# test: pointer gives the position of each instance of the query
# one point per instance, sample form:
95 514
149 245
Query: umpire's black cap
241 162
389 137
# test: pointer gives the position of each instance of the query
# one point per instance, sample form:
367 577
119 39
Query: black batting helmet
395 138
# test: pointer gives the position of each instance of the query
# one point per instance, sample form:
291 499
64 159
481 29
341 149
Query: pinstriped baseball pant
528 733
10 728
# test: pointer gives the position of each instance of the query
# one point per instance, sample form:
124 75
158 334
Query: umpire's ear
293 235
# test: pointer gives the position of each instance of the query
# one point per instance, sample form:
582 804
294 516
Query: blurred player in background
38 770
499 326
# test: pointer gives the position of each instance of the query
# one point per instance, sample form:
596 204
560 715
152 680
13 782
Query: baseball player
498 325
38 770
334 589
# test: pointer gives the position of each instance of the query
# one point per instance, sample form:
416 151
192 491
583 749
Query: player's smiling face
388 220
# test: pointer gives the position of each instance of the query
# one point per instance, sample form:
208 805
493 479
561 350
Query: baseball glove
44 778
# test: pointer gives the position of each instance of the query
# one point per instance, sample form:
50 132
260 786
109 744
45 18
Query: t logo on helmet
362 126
= = = = =
What is needed => Extract all of the items above verbatim, reproducing every line unchanged and in its original order.

Expected output =>
# test: pointer gives the position of each instance of the query
# one point per instance, sample form:
95 514
149 245
Query: umpire's black cap
241 162
389 137
# test: pointer gives the position of each instance of the query
# one point per instance, sample form:
367 577
119 39
Query: black batting helmet
395 138
# test: pointer gives the position of each instance of the query
# one point per instance, sample form:
291 499
64 159
481 29
341 149
Query: pinstriped baseball pant
528 733
10 728
# test: pointer gives the position of each instance of the query
# one point per instance, sample form:
124 75
158 334
Query: umpire's ear
293 235
# test: pointer gives the position of each instance of the query
# one point per instance, sample form:
582 804
294 516
Query: blurred player in background
38 770
499 326
# test: pointer gives the position of each instance of the query
# one point per instance, sample form:
596 204
560 715
152 680
13 782
Query: baseball player
498 325
38 770
334 589
# test: pointer gives the position of each instance of the query
# one point per instance, sample form:
416 151
192 491
583 749
Query: player's smiling face
388 220
# test: pointer gives the position of each instance of the query
# one point per instance, sample form:
208 805
493 479
561 350
Query: baseball glove
44 778
# test: pointer gives the position of each instance of the query
# one point per instance, sample form:
50 132
260 786
109 744
45 18
Query: t logo on helmet
362 126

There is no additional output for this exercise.